Entries taken from a collection
────────────────────────────────────────

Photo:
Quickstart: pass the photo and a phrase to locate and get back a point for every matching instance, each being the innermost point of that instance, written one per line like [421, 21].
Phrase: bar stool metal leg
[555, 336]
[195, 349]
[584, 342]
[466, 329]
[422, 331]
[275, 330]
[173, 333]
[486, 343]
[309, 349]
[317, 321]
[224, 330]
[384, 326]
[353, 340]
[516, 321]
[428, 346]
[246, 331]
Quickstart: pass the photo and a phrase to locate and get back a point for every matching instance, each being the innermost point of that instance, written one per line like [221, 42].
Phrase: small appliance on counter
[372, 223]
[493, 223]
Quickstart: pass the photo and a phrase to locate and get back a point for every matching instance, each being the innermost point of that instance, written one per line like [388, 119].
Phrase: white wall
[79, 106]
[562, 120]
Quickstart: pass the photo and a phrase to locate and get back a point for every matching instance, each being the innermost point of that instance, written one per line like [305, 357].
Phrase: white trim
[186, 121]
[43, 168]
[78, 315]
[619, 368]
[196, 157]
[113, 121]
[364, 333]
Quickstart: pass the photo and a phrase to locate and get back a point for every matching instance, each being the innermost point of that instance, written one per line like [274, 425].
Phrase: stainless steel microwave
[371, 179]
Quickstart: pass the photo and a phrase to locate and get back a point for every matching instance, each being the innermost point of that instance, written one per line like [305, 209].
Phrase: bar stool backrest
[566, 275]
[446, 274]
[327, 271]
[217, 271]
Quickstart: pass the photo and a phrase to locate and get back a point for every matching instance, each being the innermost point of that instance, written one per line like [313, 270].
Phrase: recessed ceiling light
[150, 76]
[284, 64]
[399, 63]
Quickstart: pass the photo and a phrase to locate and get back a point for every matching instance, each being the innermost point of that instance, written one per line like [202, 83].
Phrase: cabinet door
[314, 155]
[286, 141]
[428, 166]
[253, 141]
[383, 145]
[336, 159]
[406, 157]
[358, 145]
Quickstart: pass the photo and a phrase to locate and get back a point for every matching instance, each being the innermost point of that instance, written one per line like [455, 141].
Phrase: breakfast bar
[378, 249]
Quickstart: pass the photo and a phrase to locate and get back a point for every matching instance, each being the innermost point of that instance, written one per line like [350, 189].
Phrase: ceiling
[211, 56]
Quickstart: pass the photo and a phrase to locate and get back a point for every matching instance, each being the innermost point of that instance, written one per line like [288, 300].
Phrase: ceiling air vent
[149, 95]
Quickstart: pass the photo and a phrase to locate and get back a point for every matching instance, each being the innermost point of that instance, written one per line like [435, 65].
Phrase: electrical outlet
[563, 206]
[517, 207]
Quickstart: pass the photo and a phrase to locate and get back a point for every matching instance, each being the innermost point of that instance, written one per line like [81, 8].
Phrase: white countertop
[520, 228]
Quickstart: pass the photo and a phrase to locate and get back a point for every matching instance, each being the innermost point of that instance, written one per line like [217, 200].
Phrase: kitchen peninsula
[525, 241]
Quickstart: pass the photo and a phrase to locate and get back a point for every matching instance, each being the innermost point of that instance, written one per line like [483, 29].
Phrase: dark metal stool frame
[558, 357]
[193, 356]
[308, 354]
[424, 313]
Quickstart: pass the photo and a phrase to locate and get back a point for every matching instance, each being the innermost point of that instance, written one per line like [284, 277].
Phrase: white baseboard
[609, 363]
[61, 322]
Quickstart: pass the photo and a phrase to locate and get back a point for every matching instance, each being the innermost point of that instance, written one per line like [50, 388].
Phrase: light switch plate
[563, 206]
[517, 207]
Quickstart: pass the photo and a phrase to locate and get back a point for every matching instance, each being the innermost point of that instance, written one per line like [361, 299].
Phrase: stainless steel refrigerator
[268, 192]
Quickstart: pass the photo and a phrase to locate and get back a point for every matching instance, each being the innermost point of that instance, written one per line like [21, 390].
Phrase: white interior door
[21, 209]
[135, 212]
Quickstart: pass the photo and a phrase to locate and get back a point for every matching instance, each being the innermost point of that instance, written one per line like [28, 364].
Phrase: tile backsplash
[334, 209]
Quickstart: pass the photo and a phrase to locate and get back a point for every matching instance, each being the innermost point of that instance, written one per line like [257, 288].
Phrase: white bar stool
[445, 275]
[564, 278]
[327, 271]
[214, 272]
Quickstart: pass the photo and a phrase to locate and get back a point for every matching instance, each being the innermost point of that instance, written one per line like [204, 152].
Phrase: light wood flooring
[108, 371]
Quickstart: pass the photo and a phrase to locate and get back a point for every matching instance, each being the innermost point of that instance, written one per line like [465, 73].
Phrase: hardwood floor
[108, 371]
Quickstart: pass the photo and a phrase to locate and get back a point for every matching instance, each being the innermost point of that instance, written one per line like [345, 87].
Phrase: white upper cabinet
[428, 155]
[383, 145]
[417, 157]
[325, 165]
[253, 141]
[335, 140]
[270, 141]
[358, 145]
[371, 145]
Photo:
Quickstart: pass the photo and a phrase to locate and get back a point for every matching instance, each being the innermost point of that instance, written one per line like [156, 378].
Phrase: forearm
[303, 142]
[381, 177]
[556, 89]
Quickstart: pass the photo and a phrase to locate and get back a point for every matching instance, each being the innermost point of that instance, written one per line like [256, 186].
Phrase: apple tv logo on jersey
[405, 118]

────────────────────────────────────────

→ **Task requirements**
This exercise calls for every record above to be written out again exactly.

→ **Completed task**
Photo:
Quickstart: pass the photo and a phrase to locate and get back a point for every matching instance, each being the innermost point of that instance, written one per line like [421, 21].
Phrase: bar stool metal leg
[555, 336]
[195, 349]
[584, 342]
[466, 329]
[422, 331]
[275, 330]
[173, 333]
[486, 343]
[309, 349]
[317, 321]
[224, 330]
[384, 326]
[353, 340]
[516, 321]
[428, 346]
[246, 331]
Quickstart: pass the photo and a phrase to locate and get back a point for every matching instance, each being the innermost point of that instance, written one per line like [221, 42].
Phrase: small appliance on counter
[372, 223]
[493, 223]
Quickstart: pass the photo and a phrase to locate and get back a point for every matching instance, each being the innermost point of that instance, written one per line like [388, 119].
Phrase: white wall
[79, 106]
[562, 120]
Quickstart: pass the photo and a phrase to locate and get back a point for every matching instance, each being the innermost point of that instance, written one per line like [305, 357].
Phrase: white trim
[186, 121]
[43, 168]
[78, 315]
[619, 368]
[196, 157]
[113, 121]
[364, 333]
Quickstart: pass the photo and a phrase to locate and get back a point for every matching instance, each being the innermost point of that instance, written one per line like [274, 425].
Phrase: stainless steel microwave
[371, 179]
Quickstart: pass the photo and a phrase to locate and get back a point for every matching instance, each being the innermost point of that instance, written one per line like [305, 209].
Phrase: bar stool backrest
[566, 275]
[446, 274]
[327, 271]
[217, 271]
Quickstart: pass the photo and a phrase to locate and get back a point for every matching instance, each being the innermost point of that instance, written one per line like [313, 270].
Phrase: recessed ceiling light
[150, 76]
[284, 64]
[399, 63]
Quickstart: pass the photo and a phrase to locate and get back a point for every matching instance, each being the innermost point of that instance, written one per line like [202, 83].
Phrase: cabinet door
[314, 155]
[286, 141]
[428, 166]
[253, 141]
[383, 145]
[336, 159]
[406, 157]
[358, 145]
Quickstart: pass the photo and a phrase to locate and get back a point for every matching instance, each being the innermost point of that instance, written one per line like [455, 141].
Phrase: breakfast bar
[378, 249]
Quickstart: pass the photo and a phrase to locate and get back a point for every matching instance, each being the innermost point of that instance, written one per line like [350, 189].
Phrase: ceiling
[211, 56]
Quickstart: pass the photo and a phrase to locate and get back a point for every matching instance, each being the innermost point of that instance, written one per line like [288, 300].
Phrase: ceiling air vent
[149, 95]
Quickstart: pass the photo and a phrase to locate and get back a point for every matching instance, each being the innermost point of that instance, written one per line like [435, 65].
Phrase: electrical outlet
[563, 206]
[517, 207]
Quickstart: pass the photo and a phrase to locate and get back a point for every matching instance, each being the innermost point of that instance, written one per line like [81, 8].
Phrase: white countertop
[520, 228]
Quickstart: pass the photo and a phrase to locate and get back a point for every matching instance, each being the innermost point of that instance, written one per line like [217, 200].
Phrase: kitchen peninsula
[525, 241]
Quickstart: pass the photo and a phrase to locate and get back a point for every matching instance, each being the innermost point of that instance, written one per line like [483, 29].
Phrase: dark metal stool frame
[558, 357]
[193, 356]
[308, 354]
[424, 313]
Quickstart: pass the photo and a phrase to locate and get back a point for every matching instance, each being the innermost point of that instance, written one per line like [284, 277].
Phrase: white baseboard
[609, 363]
[61, 322]
Quickstart: pass the photo and a phrase to locate and get back a point for every matching instance, each being the innermost point of that instance, written one per line like [50, 388].
Phrase: light switch plate
[563, 206]
[517, 207]
Quickstart: pass the photo and a phrase to locate and get back a point for every matching instance, each being the innermost point of that instance, written one per line like [361, 299].
Phrase: stainless steel refrigerator
[268, 192]
Quickstart: pass the photo and a phrase to locate and get back a point for every matching instance, each being the innermost point of that instance, written one per line like [21, 390].
Phrase: white interior door
[21, 209]
[135, 212]
Quickstart: pass the photo and a phrase to locate and get back a point for every matching instance, each being the innermost point of that instance, written one per line like [28, 364].
Phrase: tile backsplash
[334, 209]
Quickstart: pass the photo and a phrase to locate and get back a point for every matching instance, each being the innermost point of that instance, written one per line like [257, 288].
Phrase: white bar stool
[445, 275]
[564, 278]
[327, 271]
[214, 272]
Quickstart: pass the photo and a phrase to locate and get back a point for every matching instance, each being the innermost point of that instance, written one per line like [204, 152].
Phrase: light wood flooring
[108, 371]
Quickstart: pass the photo and a phrase to locate and get back a point for every matching instance, each being the innermost point of that instance, written one per line like [465, 73].
Phrase: hardwood floor
[108, 371]
Quickstart: pass the photo and a phrase to locate and get back a point for every matching instance, each being the innermost point of that instance, written one per line like [345, 87].
Phrase: white upper cabinet
[428, 155]
[383, 145]
[417, 157]
[325, 165]
[253, 141]
[335, 140]
[270, 141]
[358, 145]
[371, 145]
Photo:
Quickstart: pass the photo and a phrase to locate and get back a point for every matching instance, each being the innermost point of that instance, written one per line like [156, 378].
Phrase: forearm
[303, 142]
[381, 177]
[556, 89]
Quickstart: pass the photo and a phrase to locate and get back a point for every matching instance, each being the innermost point of that instance, written one per line like [256, 186].
Phrase: apple tv logo on jersey
[405, 118]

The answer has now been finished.